Box-labeled dataset extracts
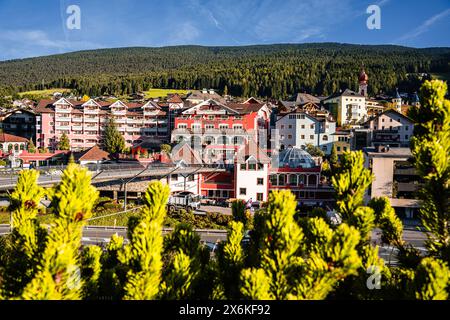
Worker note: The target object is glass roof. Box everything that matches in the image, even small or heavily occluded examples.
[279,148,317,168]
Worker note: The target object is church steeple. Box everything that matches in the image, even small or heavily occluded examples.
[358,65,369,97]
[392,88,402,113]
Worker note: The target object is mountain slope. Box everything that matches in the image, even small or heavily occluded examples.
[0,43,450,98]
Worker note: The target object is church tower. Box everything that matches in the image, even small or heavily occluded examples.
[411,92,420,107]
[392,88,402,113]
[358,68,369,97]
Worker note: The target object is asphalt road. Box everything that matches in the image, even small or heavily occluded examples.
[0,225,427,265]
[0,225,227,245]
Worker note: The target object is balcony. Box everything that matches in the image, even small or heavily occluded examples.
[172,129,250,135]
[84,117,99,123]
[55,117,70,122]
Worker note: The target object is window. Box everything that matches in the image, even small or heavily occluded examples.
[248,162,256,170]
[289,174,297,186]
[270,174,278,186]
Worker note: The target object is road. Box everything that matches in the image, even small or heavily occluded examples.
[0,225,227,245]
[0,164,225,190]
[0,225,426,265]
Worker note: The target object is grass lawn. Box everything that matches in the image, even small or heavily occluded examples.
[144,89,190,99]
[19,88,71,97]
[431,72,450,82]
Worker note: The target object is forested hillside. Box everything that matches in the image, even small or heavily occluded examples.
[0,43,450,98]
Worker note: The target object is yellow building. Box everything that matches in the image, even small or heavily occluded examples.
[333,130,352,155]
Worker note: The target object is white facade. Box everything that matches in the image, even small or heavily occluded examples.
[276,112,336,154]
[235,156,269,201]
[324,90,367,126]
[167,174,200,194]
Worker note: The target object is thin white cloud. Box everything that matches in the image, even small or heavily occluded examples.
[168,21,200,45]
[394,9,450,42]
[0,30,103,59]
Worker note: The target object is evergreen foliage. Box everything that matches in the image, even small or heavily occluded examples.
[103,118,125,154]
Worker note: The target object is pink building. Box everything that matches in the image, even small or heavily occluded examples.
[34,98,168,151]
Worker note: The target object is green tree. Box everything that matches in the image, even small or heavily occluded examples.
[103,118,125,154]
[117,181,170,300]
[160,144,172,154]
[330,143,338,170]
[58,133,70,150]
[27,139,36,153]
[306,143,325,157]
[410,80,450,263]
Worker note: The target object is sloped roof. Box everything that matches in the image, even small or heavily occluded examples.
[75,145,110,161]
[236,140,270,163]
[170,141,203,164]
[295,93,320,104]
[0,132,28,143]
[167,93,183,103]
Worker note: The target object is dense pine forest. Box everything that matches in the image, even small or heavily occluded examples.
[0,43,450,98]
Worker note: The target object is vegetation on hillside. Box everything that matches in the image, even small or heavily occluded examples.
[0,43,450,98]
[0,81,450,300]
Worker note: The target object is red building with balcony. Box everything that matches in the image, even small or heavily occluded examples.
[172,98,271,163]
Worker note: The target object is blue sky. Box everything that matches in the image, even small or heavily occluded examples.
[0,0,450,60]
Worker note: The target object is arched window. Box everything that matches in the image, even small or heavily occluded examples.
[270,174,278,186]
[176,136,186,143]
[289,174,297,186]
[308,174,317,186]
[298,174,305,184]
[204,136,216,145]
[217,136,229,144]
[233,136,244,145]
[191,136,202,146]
* * *
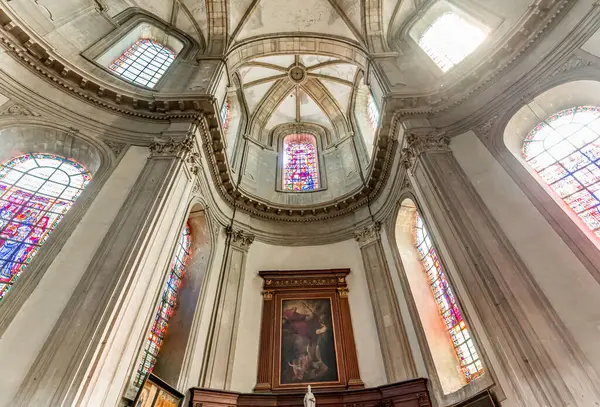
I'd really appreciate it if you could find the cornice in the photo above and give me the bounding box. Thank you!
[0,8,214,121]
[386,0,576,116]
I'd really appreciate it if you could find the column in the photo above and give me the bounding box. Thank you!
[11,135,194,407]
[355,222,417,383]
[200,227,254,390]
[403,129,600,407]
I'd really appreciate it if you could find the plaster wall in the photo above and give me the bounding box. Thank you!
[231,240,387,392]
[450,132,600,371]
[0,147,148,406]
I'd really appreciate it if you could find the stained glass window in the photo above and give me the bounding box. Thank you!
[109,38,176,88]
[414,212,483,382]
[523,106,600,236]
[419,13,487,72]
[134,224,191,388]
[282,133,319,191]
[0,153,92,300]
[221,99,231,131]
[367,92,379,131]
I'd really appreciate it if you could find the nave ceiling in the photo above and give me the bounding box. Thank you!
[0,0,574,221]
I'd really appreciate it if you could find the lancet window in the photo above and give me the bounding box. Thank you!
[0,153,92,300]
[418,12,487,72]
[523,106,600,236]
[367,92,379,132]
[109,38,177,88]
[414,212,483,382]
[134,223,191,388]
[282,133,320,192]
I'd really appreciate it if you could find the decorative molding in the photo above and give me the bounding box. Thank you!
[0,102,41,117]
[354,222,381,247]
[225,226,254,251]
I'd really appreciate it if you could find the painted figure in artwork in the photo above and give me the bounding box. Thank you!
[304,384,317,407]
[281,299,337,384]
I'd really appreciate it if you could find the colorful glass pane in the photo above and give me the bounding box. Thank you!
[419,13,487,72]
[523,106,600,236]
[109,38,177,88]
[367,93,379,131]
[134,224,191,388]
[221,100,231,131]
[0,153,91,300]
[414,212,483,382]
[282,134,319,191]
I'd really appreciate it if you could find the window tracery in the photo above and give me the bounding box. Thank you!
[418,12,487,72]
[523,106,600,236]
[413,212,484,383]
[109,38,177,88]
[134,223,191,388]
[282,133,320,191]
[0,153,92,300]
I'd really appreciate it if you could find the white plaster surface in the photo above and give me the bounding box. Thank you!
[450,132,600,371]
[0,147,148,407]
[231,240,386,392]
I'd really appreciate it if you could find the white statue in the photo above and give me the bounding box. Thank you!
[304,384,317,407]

### Task objective
Lay out the lines of the listing as a Markdown table with the columns Row and Line, beginning at the line that has "I'd really appreciate it if you could find the stained" and stopping after the line that has "[281,299,337,384]". Omit blank lines.

### Exercise answer
| Row | Line |
|---|---|
| 1 | I'd really appreciate it if you could find the stained glass window in the photo above and give me the bounding box. Thank you! |
| 2 | [109,38,176,88] |
| 3 | [414,212,483,382] |
| 4 | [523,106,600,236] |
| 5 | [419,13,487,72] |
| 6 | [134,224,191,388] |
| 7 | [282,133,319,191] |
| 8 | [0,153,92,300] |
| 9 | [221,99,231,131] |
| 10 | [367,92,379,131] |
| 11 | I'd really appreciate it if you could find the nave ceiling in the photo above and give me the bounding box. Thank you! |
| 12 | [0,0,574,221] |
| 13 | I'd really appreciate it if you could find the lancet window in the photo above and give me the bounding box. Thank you! |
| 14 | [0,153,92,300] |
| 15 | [418,12,487,72] |
| 16 | [523,106,600,236] |
| 17 | [367,92,379,132] |
| 18 | [109,38,177,88] |
| 19 | [414,212,483,382] |
| 20 | [134,223,191,388] |
| 21 | [282,133,320,192] |
| 22 | I'd really appreciate it if you could find the decorative molding in the photo above and give me the bounding box. Thank you! |
| 23 | [0,102,41,117] |
| 24 | [354,222,381,247] |
| 25 | [225,226,254,251] |
| 26 | I'd really appreciate it if you could find the painted figure in artwork in the photo above and give me the bounding box. Thank you! |
| 27 | [304,384,317,407] |
| 28 | [281,299,337,384] |